Task goal: Look through the data below for the line with "indicate the white sneaker, a", and transcribe it exactly together with each line after it up to and including the line with "indicate the handwritten". Give nothing else.

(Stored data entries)
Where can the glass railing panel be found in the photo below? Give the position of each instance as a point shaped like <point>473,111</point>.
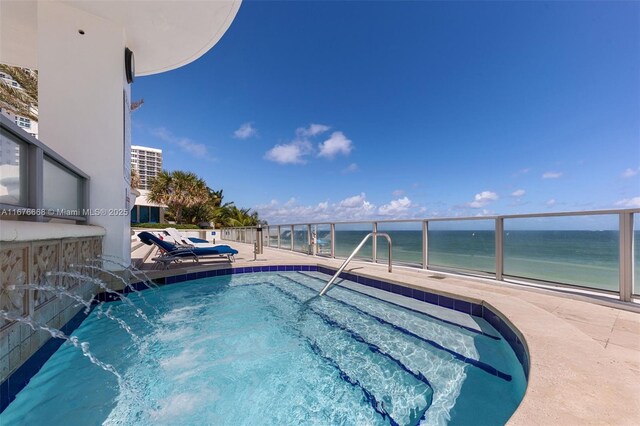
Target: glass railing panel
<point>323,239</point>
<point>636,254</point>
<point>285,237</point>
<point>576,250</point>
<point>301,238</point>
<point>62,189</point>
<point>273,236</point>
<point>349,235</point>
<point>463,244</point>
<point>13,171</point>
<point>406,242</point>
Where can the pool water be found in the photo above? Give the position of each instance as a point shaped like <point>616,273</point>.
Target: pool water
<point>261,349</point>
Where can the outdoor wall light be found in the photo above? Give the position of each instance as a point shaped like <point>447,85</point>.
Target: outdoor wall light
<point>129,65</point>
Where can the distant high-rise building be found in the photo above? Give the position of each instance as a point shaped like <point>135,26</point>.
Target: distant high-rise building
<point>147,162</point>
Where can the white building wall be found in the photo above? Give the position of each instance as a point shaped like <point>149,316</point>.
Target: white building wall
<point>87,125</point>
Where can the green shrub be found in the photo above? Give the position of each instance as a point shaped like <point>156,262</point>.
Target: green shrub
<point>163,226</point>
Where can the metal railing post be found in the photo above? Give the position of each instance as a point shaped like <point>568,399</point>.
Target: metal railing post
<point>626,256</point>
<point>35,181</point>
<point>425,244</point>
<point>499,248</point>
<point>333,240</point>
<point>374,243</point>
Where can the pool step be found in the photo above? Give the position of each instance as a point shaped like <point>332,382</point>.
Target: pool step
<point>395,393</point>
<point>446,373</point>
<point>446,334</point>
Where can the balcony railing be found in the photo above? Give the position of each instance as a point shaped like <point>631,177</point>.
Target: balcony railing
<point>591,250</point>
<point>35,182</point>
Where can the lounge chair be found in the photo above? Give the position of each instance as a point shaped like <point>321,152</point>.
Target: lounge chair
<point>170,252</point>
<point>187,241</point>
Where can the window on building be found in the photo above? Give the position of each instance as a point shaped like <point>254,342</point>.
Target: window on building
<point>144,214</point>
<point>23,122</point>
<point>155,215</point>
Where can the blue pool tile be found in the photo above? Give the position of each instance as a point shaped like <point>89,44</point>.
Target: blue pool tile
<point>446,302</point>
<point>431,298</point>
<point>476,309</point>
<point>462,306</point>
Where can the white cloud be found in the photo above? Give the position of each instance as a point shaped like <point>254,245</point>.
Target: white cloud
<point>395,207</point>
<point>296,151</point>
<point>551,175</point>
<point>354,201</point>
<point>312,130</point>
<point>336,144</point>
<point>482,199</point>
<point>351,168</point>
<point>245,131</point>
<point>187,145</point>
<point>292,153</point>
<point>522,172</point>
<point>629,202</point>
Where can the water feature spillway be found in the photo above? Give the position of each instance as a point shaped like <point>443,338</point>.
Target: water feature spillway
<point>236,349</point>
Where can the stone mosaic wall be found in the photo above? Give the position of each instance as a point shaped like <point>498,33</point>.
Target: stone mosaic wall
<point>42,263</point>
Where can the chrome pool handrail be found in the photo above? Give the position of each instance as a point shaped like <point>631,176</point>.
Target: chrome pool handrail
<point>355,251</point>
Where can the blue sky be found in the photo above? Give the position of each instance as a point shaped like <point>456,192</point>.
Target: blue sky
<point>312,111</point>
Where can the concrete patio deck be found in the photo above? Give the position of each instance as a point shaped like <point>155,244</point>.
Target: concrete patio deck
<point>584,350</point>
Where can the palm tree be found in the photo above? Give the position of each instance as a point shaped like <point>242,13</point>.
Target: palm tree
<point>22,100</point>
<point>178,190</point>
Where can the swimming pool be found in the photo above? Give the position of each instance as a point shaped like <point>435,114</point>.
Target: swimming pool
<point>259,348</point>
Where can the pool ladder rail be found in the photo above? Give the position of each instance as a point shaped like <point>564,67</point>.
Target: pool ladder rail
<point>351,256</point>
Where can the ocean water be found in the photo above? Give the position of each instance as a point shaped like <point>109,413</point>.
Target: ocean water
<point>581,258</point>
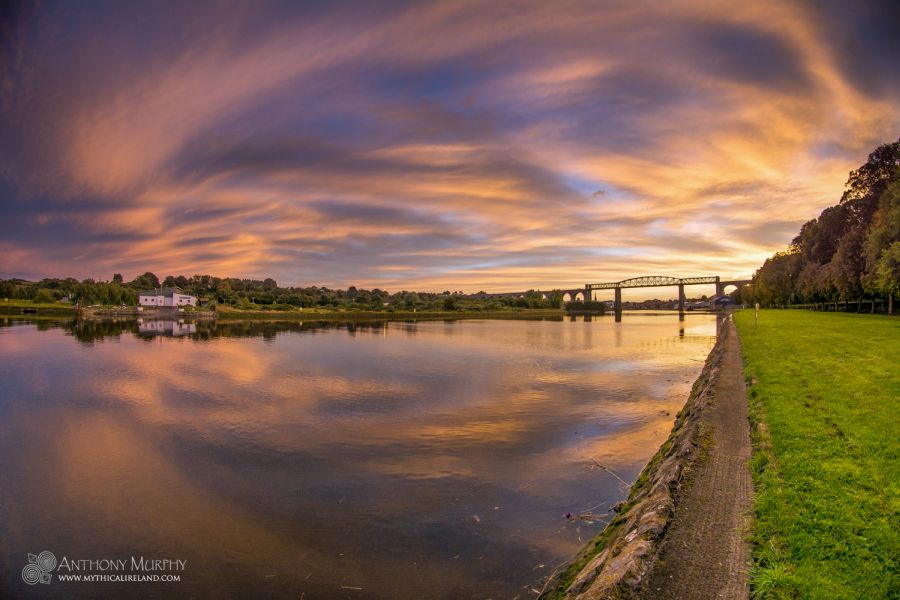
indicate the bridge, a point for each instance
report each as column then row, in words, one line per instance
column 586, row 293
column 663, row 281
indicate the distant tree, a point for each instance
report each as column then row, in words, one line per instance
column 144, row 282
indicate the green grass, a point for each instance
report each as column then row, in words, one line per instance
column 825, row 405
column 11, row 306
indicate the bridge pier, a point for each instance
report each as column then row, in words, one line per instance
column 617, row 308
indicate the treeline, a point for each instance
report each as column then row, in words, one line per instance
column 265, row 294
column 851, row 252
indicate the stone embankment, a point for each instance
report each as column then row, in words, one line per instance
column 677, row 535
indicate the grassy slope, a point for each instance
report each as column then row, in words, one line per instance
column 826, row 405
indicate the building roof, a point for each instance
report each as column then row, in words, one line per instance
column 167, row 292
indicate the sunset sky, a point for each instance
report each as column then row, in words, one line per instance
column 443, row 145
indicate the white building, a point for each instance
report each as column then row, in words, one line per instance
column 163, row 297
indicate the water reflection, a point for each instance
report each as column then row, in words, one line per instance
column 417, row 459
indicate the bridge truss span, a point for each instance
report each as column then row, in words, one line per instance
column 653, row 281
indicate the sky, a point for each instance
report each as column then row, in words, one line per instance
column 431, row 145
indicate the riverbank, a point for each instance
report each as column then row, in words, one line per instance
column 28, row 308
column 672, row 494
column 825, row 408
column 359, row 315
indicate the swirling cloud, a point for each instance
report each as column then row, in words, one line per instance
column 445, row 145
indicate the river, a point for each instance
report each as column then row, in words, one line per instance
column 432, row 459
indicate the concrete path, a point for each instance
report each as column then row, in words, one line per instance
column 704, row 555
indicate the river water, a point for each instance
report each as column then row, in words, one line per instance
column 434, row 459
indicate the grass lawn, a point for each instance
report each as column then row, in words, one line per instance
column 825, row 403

...

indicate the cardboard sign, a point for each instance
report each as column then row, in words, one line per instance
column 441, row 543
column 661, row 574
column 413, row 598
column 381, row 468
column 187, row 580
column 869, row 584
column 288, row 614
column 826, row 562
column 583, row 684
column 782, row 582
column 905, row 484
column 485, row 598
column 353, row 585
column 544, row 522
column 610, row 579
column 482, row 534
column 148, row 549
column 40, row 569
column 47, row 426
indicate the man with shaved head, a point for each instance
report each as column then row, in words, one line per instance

* * *

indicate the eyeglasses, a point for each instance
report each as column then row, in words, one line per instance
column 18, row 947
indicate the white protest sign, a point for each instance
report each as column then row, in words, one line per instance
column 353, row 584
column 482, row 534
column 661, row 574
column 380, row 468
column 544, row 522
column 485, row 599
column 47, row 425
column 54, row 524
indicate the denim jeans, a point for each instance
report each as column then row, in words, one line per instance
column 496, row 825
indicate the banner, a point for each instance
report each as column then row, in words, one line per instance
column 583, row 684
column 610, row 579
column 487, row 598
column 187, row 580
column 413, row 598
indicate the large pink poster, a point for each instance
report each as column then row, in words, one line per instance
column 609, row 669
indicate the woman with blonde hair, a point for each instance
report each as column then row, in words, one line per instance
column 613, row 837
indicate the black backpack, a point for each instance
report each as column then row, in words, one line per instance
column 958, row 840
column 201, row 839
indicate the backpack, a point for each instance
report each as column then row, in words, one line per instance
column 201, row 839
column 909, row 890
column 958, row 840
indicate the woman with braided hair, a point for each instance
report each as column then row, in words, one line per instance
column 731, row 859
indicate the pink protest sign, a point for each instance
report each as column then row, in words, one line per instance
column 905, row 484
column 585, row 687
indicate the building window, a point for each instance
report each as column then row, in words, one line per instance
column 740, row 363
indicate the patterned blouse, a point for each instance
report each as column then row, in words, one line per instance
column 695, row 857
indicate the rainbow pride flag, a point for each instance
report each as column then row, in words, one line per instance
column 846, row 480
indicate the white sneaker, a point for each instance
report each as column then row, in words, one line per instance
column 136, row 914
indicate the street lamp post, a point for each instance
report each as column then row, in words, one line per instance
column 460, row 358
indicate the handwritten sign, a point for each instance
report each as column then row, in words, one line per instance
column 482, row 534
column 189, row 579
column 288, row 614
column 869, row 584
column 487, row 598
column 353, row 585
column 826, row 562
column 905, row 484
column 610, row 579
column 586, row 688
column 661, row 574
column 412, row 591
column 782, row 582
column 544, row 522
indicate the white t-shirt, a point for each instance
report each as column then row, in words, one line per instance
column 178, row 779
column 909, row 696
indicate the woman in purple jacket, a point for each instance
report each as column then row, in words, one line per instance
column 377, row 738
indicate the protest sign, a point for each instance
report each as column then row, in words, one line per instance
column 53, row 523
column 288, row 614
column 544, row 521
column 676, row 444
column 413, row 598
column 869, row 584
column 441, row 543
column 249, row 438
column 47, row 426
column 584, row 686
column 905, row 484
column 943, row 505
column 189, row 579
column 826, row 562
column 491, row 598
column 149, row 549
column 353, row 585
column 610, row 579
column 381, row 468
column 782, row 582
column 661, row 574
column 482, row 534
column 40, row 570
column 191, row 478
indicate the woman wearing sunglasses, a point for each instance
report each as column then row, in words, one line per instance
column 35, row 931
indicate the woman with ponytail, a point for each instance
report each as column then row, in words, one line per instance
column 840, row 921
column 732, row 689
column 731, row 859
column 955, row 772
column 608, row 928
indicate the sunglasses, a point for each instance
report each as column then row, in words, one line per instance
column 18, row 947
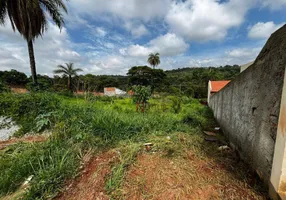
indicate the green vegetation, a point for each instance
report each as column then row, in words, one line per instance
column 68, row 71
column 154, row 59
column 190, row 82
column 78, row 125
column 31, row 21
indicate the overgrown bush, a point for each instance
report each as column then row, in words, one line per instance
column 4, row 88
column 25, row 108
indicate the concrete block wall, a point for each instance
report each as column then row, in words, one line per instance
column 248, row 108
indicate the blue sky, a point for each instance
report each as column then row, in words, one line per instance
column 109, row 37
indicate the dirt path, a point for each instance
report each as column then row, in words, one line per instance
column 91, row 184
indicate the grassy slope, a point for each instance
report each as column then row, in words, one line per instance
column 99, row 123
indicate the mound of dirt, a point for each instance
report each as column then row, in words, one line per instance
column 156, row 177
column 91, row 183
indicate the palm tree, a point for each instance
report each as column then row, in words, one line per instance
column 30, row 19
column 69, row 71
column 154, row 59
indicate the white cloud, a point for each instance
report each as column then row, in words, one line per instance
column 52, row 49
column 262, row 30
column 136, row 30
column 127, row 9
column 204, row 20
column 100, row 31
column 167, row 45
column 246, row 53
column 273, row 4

Problem solution:
indicate the white sneaker, a point for each instance
report each as column then row, in words, one line per instance
column 136, row 914
indicate the street lamp post, a point for each instance
report each as column then row, in words, one line per instance
column 460, row 358
indicate the handwritten sign, a point for each instance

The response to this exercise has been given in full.